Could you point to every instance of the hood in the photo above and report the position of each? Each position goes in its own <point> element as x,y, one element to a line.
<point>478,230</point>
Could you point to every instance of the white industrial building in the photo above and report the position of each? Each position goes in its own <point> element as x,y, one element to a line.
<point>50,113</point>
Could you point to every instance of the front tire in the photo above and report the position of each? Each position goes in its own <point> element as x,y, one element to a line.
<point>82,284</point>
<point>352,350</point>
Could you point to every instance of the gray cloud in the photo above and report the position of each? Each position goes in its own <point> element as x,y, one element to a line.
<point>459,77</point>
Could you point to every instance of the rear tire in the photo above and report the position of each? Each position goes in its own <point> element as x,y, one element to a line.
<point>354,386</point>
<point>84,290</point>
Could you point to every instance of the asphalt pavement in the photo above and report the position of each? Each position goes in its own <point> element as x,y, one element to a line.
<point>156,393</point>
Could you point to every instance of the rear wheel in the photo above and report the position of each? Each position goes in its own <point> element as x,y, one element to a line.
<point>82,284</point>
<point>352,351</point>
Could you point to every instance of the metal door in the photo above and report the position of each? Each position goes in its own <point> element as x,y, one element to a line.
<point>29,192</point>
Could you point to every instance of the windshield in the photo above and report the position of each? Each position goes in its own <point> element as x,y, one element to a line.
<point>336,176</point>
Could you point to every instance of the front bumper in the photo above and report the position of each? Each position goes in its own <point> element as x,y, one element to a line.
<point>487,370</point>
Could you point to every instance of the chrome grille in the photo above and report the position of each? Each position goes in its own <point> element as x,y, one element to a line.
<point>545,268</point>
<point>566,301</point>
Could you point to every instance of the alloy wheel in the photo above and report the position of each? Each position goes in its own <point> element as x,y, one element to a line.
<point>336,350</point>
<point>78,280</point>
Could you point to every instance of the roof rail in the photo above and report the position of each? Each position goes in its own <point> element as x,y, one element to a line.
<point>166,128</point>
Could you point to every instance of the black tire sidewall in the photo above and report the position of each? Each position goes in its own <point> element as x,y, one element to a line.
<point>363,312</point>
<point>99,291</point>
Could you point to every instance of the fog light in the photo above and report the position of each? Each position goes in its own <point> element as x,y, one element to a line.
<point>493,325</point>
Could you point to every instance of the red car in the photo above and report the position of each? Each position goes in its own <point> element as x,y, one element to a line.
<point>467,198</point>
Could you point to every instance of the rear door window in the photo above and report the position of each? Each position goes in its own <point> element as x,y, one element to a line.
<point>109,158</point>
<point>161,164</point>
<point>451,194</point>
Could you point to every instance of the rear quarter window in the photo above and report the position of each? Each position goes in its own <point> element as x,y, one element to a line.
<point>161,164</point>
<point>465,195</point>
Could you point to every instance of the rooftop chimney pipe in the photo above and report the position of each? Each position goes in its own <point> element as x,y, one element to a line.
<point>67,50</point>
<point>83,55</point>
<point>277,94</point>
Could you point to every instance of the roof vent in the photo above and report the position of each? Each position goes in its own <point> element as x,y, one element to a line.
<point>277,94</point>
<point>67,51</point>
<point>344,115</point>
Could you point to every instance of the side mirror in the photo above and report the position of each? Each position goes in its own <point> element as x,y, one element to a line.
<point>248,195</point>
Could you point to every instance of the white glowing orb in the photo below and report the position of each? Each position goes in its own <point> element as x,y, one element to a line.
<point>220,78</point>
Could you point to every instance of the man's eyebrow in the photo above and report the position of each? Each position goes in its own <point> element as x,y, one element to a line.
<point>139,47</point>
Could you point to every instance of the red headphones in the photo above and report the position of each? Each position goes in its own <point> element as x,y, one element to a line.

+--

-- TASK BRIEF --
Up to the line containing "Could you point to every instance of the rear quarter", skip everything; from that line through the last line above, return each line exactly.

-- RESPONSE AREA --
Could you point to every instance of the rear quarter window in the photo above and report the position of each? Each position goes in its own <point> element as x,y, one element to a line.
<point>161,164</point>
<point>465,195</point>
Could you point to every instance of the rooftop chimney pipe in the photo above and report the position of each? Each position goes in its own <point> element as x,y, one element to a line.
<point>67,50</point>
<point>83,55</point>
<point>277,94</point>
Could you point to every instance of the roof vent in the photo above and report the position of each? Each position goes in its own <point> element as x,y, one element to a line.
<point>277,94</point>
<point>67,51</point>
<point>344,115</point>
Could you point to every instance of the side mirror in the photo above and report the position of each? Each position goes in its own <point> element as x,y, one element to a line.
<point>248,195</point>
Could you point to every instance of the white glowing orb in the photo below and report the position of each? Each position goes in its own <point> element as x,y, one element to a line.
<point>220,78</point>
Could you point to every instance of the man's eyebrow in the photo above and report the position of each? Each position goes in its own <point> element as x,y, one element to a line.
<point>139,47</point>
Could you point to every instance of the red headphones in the photo above and report the position of each? Each position goes in its own <point> element as x,y, one element to a line.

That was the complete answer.